AIM:
Copy the records verbatim from the line containing "Return boxes for any heart-shaped" through the line containing "[128,120,245,372]", both included.
---+---
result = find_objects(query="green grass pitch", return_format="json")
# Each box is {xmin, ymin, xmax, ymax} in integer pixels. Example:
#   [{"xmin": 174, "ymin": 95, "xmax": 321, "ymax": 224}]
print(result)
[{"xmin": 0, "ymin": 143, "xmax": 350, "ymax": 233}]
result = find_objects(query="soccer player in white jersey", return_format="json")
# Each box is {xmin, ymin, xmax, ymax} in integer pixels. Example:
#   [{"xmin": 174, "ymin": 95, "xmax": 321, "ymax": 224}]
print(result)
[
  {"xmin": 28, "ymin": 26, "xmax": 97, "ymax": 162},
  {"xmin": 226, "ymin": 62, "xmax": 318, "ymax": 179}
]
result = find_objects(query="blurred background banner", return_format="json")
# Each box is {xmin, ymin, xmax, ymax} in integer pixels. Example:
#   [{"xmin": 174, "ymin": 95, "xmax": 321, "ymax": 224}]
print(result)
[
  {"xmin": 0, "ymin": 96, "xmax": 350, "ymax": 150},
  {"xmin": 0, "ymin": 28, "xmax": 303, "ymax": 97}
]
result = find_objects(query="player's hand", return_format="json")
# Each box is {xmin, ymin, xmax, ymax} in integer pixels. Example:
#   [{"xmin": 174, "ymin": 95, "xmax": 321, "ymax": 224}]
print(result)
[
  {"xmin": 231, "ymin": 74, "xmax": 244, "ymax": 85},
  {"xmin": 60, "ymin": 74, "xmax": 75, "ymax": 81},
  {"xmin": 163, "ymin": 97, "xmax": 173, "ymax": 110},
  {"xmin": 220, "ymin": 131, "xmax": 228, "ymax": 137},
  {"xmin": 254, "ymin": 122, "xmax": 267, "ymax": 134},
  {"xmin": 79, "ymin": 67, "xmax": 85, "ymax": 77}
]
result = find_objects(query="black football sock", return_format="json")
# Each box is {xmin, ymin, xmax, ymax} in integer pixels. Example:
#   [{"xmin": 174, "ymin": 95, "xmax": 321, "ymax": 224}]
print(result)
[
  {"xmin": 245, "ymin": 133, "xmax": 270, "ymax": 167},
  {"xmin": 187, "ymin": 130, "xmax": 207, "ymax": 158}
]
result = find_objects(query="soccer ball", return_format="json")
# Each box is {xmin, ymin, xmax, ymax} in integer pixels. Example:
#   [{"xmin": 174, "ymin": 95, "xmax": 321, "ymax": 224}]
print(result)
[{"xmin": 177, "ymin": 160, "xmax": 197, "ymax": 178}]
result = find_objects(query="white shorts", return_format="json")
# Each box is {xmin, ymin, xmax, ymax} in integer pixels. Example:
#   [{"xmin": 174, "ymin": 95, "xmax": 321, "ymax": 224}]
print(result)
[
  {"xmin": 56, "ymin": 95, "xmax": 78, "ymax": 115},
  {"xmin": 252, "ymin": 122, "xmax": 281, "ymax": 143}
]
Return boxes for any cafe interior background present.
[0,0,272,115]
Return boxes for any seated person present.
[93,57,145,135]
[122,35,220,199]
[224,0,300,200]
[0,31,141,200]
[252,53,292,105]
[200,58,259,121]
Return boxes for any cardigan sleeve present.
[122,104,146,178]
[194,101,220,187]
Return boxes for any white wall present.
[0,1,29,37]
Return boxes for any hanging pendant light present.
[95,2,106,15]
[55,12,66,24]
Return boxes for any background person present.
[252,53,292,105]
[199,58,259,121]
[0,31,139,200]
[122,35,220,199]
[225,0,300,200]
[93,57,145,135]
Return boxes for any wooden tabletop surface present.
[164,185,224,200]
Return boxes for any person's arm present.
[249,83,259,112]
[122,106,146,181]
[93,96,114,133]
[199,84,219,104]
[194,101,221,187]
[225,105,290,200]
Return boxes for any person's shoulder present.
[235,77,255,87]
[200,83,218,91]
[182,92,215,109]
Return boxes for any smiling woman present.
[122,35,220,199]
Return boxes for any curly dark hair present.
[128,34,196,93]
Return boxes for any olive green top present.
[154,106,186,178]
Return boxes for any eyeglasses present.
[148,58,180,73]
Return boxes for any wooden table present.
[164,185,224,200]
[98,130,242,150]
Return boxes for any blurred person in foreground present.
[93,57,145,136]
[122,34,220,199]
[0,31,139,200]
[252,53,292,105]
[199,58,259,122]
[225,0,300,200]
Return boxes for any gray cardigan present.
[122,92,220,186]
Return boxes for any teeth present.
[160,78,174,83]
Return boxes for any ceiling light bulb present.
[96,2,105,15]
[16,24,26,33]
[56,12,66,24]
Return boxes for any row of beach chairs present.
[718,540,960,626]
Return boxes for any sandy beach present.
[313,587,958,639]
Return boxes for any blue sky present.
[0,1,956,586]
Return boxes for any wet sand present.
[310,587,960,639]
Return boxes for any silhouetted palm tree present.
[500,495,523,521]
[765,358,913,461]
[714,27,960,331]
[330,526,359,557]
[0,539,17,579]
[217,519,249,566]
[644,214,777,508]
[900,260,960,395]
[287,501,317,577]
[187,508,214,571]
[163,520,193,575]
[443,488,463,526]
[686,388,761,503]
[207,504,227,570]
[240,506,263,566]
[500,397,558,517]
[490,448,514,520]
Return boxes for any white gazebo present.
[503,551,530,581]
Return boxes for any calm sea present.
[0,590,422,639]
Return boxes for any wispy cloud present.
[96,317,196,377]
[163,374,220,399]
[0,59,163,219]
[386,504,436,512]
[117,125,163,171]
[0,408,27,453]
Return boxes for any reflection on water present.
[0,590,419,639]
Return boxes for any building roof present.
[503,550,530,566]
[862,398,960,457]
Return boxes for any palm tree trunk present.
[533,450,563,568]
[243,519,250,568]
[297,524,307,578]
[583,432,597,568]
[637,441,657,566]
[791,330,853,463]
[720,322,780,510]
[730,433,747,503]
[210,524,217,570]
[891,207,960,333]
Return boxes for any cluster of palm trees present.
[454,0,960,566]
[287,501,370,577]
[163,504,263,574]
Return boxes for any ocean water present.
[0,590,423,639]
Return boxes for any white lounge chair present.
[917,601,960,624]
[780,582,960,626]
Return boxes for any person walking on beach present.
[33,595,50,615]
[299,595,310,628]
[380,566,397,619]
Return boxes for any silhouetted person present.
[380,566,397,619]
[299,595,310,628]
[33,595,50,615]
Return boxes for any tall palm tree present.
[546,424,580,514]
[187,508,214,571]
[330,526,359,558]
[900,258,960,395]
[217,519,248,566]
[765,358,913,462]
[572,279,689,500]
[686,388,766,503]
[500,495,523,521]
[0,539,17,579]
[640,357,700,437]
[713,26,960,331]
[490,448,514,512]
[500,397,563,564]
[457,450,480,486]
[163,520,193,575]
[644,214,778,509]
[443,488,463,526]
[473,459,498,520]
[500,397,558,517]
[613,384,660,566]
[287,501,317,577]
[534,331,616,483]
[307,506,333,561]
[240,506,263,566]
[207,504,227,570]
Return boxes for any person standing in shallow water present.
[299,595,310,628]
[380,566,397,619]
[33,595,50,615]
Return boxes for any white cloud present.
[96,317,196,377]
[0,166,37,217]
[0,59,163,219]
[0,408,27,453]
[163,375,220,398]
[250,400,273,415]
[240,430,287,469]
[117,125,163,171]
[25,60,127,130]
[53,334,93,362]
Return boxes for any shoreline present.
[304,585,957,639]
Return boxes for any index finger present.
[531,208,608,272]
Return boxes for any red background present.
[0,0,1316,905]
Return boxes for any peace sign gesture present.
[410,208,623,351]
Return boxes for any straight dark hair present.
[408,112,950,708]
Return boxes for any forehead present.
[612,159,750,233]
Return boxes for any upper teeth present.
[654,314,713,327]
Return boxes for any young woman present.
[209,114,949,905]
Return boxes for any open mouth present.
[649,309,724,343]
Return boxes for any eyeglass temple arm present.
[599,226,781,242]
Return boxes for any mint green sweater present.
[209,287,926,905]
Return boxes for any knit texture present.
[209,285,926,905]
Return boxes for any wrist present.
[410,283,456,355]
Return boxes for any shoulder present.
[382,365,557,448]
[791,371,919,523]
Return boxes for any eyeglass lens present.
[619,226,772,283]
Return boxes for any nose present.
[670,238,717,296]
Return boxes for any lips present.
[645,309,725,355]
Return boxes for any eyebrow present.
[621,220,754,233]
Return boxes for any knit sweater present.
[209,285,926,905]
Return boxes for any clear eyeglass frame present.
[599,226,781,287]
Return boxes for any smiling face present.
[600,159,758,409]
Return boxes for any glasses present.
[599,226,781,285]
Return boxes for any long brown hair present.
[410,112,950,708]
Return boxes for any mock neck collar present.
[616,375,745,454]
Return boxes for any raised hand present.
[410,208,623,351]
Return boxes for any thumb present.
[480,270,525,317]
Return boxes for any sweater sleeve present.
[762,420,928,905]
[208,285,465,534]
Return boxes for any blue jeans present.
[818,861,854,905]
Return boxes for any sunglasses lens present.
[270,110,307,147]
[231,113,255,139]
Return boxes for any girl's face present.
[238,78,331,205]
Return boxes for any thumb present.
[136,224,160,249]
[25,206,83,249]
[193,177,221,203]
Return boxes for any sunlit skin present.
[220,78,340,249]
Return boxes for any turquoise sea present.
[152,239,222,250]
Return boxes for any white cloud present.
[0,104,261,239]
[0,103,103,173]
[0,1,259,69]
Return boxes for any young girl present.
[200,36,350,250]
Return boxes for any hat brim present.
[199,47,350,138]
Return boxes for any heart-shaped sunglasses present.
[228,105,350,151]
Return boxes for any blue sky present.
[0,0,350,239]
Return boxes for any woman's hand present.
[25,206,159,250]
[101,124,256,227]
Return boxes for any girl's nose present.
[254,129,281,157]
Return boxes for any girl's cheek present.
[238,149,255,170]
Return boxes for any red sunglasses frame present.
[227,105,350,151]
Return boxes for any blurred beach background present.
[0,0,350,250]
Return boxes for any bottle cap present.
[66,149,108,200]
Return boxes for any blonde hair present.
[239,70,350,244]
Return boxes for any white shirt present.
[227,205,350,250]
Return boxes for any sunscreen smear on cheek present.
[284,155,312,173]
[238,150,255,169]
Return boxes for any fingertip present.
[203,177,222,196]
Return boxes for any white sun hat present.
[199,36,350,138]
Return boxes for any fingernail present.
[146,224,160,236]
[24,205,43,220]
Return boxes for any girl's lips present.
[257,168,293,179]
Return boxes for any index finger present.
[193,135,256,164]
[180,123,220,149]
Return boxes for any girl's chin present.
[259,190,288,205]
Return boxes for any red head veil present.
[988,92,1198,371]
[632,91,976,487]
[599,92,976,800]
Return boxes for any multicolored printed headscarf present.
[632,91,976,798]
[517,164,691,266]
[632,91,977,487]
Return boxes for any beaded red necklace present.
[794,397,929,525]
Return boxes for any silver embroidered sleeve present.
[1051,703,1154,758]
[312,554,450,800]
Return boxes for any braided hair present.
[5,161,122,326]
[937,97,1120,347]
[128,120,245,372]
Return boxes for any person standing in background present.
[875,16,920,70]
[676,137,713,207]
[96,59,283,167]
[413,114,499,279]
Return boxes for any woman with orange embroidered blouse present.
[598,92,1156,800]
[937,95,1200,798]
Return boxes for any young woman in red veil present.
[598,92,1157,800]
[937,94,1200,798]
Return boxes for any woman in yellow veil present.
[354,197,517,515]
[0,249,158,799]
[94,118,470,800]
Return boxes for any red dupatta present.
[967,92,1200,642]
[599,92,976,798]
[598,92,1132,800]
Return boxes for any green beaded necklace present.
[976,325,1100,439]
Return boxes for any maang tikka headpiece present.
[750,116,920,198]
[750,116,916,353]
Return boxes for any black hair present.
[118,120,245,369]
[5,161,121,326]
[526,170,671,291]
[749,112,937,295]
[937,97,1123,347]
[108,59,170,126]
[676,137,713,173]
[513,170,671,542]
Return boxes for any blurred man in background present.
---+---
TASK ANSWER:
Return boxes for any heart-shaped sunglasses present.
[228,105,350,151]
Return boxes for any blue sky present.
[0,0,350,239]
Return boxes for any woman's hand present.
[25,206,159,250]
[101,124,256,227]
Return boxes for any girl's nose present.
[254,129,281,157]
Return boxes for any girl's cheek present.
[238,149,255,170]
Return boxes for any red sunglasses frame present.
[227,105,350,151]
Return boxes for any blurred beach background present.
[0,0,350,250]
Return boxes for any bottle cap present.
[66,149,108,200]
Return boxes for any blonde hair present.
[239,70,350,244]
Return boxes for any white shirt present.
[227,205,350,250]
Return boxes for any sunscreen smear on cheek present.
[284,155,312,173]
[238,150,255,169]
Return boxes for any fingertip present.
[203,177,222,196]
Return boxes for any white sun hat present.
[199,36,350,138]
Return boxes for any fingernail present.
[146,224,160,236]
[24,205,43,220]
Return boxes for any girl's lips present.
[257,168,293,179]
Return boxes for any index finger present.
[193,135,256,164]
[180,123,220,149]
Return boxes for any girl's chin present.
[259,190,288,205]
Return boxes for any red head veil present.
[988,92,1198,371]
[632,91,976,487]
[599,92,976,800]
Return boxes for any multicolored printed headscarf present.
[632,91,976,798]
[517,164,691,266]
[632,91,977,487]
Return boxes for any beaded red necklace present.
[794,397,929,525]
Return boxes for any silver embroidered sleeve present.
[1051,703,1154,758]
[312,554,450,800]
Return boxes for any braided hair present.
[5,161,122,326]
[937,97,1120,347]
[128,120,245,372]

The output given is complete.